▸ Task instructions
Please copy the records below word for word, keeping every line unchanged.

Data listing:
________

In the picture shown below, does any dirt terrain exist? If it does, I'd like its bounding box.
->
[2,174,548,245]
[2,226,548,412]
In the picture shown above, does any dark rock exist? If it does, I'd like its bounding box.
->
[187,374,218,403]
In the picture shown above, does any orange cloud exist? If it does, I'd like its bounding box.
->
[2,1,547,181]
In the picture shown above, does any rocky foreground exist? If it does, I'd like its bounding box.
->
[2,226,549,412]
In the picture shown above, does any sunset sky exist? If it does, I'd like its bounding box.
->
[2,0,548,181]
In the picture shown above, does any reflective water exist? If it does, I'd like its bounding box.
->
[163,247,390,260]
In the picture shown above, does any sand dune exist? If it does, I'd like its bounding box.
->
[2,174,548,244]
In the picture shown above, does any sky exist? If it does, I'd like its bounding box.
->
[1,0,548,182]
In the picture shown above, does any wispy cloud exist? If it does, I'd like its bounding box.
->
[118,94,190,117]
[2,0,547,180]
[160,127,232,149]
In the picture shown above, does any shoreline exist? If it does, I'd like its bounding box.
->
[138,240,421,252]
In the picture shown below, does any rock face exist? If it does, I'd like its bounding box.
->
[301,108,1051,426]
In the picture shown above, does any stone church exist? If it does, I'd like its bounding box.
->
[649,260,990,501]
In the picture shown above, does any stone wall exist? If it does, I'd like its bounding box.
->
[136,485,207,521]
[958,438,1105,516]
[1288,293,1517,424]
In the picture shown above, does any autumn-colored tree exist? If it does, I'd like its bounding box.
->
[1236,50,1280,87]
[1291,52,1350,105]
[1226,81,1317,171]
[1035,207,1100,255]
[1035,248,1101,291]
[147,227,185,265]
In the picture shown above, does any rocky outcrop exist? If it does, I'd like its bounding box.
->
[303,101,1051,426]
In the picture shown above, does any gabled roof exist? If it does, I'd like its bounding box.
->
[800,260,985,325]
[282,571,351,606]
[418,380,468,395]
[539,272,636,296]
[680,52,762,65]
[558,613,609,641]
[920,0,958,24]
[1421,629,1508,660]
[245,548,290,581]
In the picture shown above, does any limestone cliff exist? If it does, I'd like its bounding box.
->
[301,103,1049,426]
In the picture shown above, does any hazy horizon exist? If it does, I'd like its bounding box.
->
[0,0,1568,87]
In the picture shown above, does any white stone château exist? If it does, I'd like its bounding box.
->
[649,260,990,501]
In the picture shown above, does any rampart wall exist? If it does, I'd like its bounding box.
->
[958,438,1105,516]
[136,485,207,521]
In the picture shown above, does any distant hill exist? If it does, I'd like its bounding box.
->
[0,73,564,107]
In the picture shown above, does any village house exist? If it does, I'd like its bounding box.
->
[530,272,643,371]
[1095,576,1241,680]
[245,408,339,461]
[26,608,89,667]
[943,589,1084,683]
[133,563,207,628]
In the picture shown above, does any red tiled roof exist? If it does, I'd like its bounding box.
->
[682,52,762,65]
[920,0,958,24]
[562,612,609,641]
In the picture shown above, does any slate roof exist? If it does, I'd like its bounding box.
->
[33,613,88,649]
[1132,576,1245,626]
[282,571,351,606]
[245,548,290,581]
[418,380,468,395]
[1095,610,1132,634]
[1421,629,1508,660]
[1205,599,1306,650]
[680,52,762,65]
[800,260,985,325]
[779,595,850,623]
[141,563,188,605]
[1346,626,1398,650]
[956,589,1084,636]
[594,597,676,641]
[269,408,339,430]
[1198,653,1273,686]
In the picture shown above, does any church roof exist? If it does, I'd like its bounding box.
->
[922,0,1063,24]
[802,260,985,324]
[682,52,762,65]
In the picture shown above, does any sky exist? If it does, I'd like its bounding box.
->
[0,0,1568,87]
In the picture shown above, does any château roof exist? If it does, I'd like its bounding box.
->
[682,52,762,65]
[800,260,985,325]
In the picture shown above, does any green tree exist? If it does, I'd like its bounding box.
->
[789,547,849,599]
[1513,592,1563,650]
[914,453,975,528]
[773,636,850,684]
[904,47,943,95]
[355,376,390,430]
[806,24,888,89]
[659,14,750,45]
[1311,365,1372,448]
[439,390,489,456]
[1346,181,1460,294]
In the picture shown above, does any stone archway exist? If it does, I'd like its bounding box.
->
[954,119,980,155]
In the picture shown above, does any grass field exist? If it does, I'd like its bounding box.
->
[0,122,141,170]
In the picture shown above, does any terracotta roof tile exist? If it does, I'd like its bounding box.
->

________

▸ Complete output
In the picture shown below, does any dirt terrain exist? If it does, I'd like its bounding box.
->
[2,174,548,245]
[2,226,548,412]
In the picture shown above, does any dark rock exist? If it does, I'd like its bounding box.
->
[187,374,218,403]
In the picture shown above, does any orange cloud exist? If it does, I'd like its bounding box.
->
[2,1,547,181]
In the picture shown above, does any rocky foreground exist? If it does, I'd like its bounding box.
->
[2,226,549,412]
In the picture shown above, does any sunset sky exist? If it does, I'd like its bounding box.
->
[2,0,548,181]
In the picture shown above, does any reflective water exist? If it does, I'd like its bounding box.
->
[163,247,390,260]
In the picture shown above, does any sand dune exist? If it does, I'd like its bounding box.
->
[2,174,548,244]
In the picture shown above, does any sky exist? If it does, I'd like its bounding box.
->
[1,0,548,182]
In the picture shown above, does any wispy cloud exist? If it does, I'd like its bounding box.
->
[118,94,190,117]
[2,0,547,180]
[160,127,232,149]
In the picture shown above, does any shoreline exist? If it does, I'd like its bounding box.
->
[138,240,421,252]
In the picture shown below, does any rock face exist? If it does, I'd like its bounding box.
->
[301,108,1051,426]
In the picture shown above, does any stone church exist? If it does, I'd like its bounding box.
->
[649,260,990,501]
In the picture shown above, does any stone wall exist? If it does, I'd like its bounding box.
->
[136,485,207,521]
[958,438,1105,516]
[1288,293,1517,424]
In the picture shown above, does any autumn-colored tree exist? If it does, I'd like its bounding box.
->
[1236,50,1280,87]
[1291,52,1350,105]
[1226,81,1317,171]
[1035,207,1100,255]
[1035,248,1101,291]
[147,227,185,265]
In the picture shown above, does any rocky outcrop exist? If it does, I'd like its bounding box.
->
[303,101,1051,426]
In the picture shown above, does any gabled roof exist? If it does, I'd like its bounding box.
->
[800,260,985,325]
[282,571,351,606]
[418,380,468,395]
[539,272,636,296]
[680,52,762,65]
[558,613,609,641]
[920,0,958,24]
[1421,629,1508,660]
[245,548,290,581]
In the picture shown above, does any limestone cliff exist? If it does, I'd like its bounding box.
->
[301,103,1049,426]
In the picture shown above, does any hazy horizon exist? If it does, I'd like its bounding box.
->
[0,0,1568,87]
In the picture shown above, does any white stone château exist? If it does, I'd like its bounding box.
->
[649,260,990,501]
In the picture shown above, does any rampart wall exist? If it does, I'd like its bounding box.
->
[958,438,1105,516]
[136,485,207,521]
In the picture shown above, does any distant hill exist? If it does, I'd like its bounding box.
->
[0,73,564,107]
In the picture shown above, does any village house exist? If it does, I'd like its bounding box.
->
[530,272,643,371]
[1095,576,1241,680]
[245,408,339,461]
[26,608,89,667]
[943,589,1084,683]
[133,563,207,628]
In the picture shown above, does any red tiled roof exist? If it does, I'd like its bounding box.
->
[682,52,762,65]
[920,0,958,24]
[562,612,609,641]
In the picture shown above, does any slate roof exist? If it does, I'd like its bounding box.
->
[33,613,88,649]
[1132,576,1245,626]
[282,571,351,606]
[245,548,290,581]
[418,380,468,395]
[1095,610,1132,634]
[1421,629,1508,660]
[1205,599,1306,650]
[680,52,762,65]
[800,260,985,325]
[779,595,850,623]
[141,563,188,605]
[1346,626,1398,650]
[956,589,1084,636]
[594,597,676,641]
[269,408,339,430]
[1198,653,1273,686]
In the picture shown above, does any church roof exist? If it does, I'd like its bounding box.
->
[922,0,1063,24]
[802,260,985,324]
[682,52,762,65]
In the picture shown above, does any sky exist? If it does, I'd like its bounding box.
->
[0,0,1568,87]
In the picture shown above, does any château roof exist? If it does, I'd like its bounding box.
->
[682,52,762,65]
[800,260,985,325]
In the picture shown above, does any green tree exist? If it does, I'd like its bounding box.
->
[789,547,849,599]
[1513,592,1563,650]
[914,453,975,528]
[773,636,850,684]
[904,47,943,95]
[355,376,390,430]
[806,24,888,89]
[659,14,750,45]
[1311,365,1372,448]
[439,390,489,456]
[1346,181,1460,294]
In the picture shown above, does any stone archway exist? If it does, I'd like its bounding box.
->
[954,119,980,155]
In the picture shown above, does any grass field exist? If it does, I'd like its bounding box.
->
[0,122,141,170]
In the picture shown above, does any terracotta roof tile exist? If it does, I'd like its bounding box.
->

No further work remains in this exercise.